The headline is the top of the funnel so you need to spend time on it. Keep in mind that less is definitely better.

4. Simple Forms Equal More Opt-Ins

The less personal information you ask for from your prospective customers, the more likely they are to fill out your forms.

If you're giving them a free email newsletter then you don't need their address or even a last name. Honestly, you can get by without a first name too. You really just need that email address. So consider what you need and then only ask for that.

And if you're going to go out of the way to design your lead generation opt-ins, pop-ups, and pages in a minimal way, then the forms need to fit the design.

Some lead generation tools just don't have nice looking, minimal forms which is a shame. Professional email marketing tools do a great job with lead management and sending follow-up emails, but very few handle the forms properly.

ConvertKit offers nice forms you can embed on your web page. The form can be embedded with no other text or graphics so you may just copy and paste the code into a page that you've designed.

screenshot of a minimalist form

Otherwise, you might need to use a tool like Zapier to connect your email solution with a form you or your web designer have created.

The form is the very start of the lead generation process so it needs to fit your minimalist design.

5. Mobile-Friendly Designs are Streamlined

Minimal designs are typically mobile-friendly which is great for user experience as well as your conversion rates.

According to the World Advertising Research Center (WARC), about 2 billion people only access the internet through their smartphones. And the number is growing.

So a large volume of your web visitors use mobile devices. You want to make sure you can generate leads from them as well.

It's important to ensure your designs are mobile responsive and minimalist designs are definitely on the right path. These designs are often simple and will display great on mobile.

Use the Mobile-Friendly Test to see how your pages stack up and review them on your own mobile device as well.

6. Buttons Are Instantly Recognizable

If your target market can't move forward they won't convert. Buttons are a particularly easy place for visitors to get caught up; if they don't know it's a button, they won't click on it.

Here’s an example from the Ahrefs.com site that is unmistakably a button:

screenshot of ahrefs.com

The contrast between the orange and the white background makes the button jump off the page. Ahrefs.com maintains consistency by using the same button scheme throughout their site.

Buttons are essential enough to have their own HTML tag. If you use a button instead of a link, you'll have more style options that help it stand out from the page. Buttons are also great for screen readers and alternate browsing methods.

Of course, creating a heavily-designed button won't always result in conversions. A true minimalist design includes a simple button that looks clickable without detracting from the rest of the page. Try using a touch of shading or a clean border, and always make sure that the text is easy to read.

If you design your button successfully, you'll have a clickable flash of color that jumps off the page. Make sure it's the only obvious thing to click and watch your conversion rate instantly increase.

7. Opting In Should Be Easy

A nice button isn't the only way to introduce a call to action, but it meets the main qualification of lead generation design: making it easy to opt-in.

PROBLEM SET:
1. Decide whether each statement agrees with the excerpt on minimalist lead generation design. Answer yes or no for each and quote the words that settle it.
(a) For a free email newsletter, a last name must be collected.
(b) ConvertKit forms can be embedded without any other text or graphics.
(c) The Ahrefs.com button is blue against a white background.
2. Carry on the excerpt on minimalist lead generation design, picking up right after its final sentence.

RECORDS SHOWN:
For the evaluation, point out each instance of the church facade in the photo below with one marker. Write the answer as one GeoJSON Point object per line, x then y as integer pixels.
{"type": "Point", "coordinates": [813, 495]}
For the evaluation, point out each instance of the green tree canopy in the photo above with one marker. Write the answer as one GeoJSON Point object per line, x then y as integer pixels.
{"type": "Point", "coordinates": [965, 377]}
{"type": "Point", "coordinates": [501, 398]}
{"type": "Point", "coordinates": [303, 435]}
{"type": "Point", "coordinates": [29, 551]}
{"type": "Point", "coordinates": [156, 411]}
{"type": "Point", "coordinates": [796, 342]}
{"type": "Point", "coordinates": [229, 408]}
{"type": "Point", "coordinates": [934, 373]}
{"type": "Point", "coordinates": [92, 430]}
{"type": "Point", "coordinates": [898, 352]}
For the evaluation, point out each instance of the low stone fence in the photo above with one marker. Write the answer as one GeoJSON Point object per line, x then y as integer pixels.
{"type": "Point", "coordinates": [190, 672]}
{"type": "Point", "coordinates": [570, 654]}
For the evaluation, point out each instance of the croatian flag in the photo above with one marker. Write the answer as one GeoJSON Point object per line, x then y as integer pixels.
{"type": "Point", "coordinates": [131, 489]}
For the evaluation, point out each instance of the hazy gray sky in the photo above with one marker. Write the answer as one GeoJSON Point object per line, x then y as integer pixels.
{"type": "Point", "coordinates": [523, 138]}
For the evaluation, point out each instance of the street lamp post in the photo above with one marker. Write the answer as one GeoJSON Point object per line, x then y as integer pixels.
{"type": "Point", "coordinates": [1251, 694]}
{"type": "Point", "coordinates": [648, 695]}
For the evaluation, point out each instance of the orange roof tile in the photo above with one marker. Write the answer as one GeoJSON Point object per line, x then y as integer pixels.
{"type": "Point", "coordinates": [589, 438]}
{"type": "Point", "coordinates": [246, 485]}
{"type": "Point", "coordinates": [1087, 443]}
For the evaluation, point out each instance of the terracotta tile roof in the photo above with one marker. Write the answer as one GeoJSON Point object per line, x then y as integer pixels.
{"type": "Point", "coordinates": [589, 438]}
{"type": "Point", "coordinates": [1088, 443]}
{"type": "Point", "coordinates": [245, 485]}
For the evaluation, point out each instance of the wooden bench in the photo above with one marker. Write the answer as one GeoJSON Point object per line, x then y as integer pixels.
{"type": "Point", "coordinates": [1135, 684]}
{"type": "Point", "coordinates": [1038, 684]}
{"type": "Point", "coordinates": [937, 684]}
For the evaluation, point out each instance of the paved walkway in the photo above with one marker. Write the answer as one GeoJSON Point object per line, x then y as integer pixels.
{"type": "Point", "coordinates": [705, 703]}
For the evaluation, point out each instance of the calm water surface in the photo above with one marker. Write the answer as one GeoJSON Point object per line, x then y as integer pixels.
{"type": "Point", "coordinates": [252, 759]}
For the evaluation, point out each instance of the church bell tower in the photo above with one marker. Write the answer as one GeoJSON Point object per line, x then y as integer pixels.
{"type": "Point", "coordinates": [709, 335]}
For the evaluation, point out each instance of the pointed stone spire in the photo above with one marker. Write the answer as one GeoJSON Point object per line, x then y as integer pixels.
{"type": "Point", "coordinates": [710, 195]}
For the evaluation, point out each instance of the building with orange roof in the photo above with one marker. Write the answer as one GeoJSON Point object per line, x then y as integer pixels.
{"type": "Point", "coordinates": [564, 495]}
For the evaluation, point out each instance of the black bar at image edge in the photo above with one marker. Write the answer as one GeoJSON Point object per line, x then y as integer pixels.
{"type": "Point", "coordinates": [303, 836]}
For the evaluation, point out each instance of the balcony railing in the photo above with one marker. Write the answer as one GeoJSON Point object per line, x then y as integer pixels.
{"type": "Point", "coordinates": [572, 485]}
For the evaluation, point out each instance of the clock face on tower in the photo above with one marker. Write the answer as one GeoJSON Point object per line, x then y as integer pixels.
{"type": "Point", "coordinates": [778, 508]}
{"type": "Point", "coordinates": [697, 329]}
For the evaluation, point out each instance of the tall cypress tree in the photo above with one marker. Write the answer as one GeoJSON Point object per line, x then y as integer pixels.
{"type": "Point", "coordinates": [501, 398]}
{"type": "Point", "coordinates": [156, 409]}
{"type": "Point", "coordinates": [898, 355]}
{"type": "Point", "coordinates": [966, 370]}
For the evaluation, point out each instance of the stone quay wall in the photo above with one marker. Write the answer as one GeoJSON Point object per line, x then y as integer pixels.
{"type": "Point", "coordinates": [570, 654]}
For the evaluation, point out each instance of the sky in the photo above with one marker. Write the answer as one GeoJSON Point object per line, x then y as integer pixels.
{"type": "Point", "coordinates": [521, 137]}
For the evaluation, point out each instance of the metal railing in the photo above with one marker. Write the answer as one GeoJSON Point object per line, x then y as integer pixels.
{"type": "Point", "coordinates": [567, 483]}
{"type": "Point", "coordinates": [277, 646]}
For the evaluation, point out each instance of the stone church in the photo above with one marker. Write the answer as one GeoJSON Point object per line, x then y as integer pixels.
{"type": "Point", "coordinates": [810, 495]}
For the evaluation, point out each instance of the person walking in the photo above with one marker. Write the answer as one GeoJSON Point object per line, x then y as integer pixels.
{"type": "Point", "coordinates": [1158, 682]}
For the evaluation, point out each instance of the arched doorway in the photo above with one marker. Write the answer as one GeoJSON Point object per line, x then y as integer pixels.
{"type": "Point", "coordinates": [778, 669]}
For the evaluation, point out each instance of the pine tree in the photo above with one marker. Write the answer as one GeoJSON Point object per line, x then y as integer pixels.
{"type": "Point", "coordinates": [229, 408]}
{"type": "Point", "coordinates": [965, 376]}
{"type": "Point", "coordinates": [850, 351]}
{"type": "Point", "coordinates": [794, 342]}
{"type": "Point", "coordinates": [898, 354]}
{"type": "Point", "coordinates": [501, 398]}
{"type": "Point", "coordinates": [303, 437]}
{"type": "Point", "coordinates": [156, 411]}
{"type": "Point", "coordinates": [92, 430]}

THE RESPONSES:
1.
(a) No: "If you're giving them a free email newsletter then you don't need their address or even a last name."
(b) Yes: "The form can be embedded with no other text or graphics"
(c) No: "The contrast between the orange and the white background makes the button jump off the page."

2.
The goal of lead generation is to guide the client from your initial hook (which is your headline) down to the end of the page. If you've successfully made your pitch, they will follow whatever opt-in strategy you've provided, whether it be filling out a form, entering their email, or simply opening a chat window.

Minimalist designs are a great way to create a natural flow across your page. When you cut the clutter and use simple design elements, your viewers automatically know where to look and when to keep scrolling.

When a viewer finally reaches the call to action, they should know the type of action you want them to take. Use simple phrases like “subscribe,” “contact,” or “try now” to communicate your message.

Pair your compelling text with an eye-catching design that stands out from the page. Use minimalist design principles to keep it approachable – you want your leads to feel comfortable during every step of the process.

8. Minimalist Designs Stand Out

In a world full of flashing banner ads and busy news feeds, the most straightforward designs are often the most appealing. Complicated designs consistently rated as less attractive than those with primary, standardized website elements. It almost seems like a paradox to “stand out” by simplifying, but the principle makes more sense than you think. Imagine walking down the cereal aisle in the grocery store. All the boxes are colorful, so it's hard to notice any of them. But if one of those boxes had no color at all, you'd probably see it right away.

One of the essential features of a simple design is a white background. White backgrounds are more natural for your brain to process because they let you focus on the content without trying to process busy colors or images.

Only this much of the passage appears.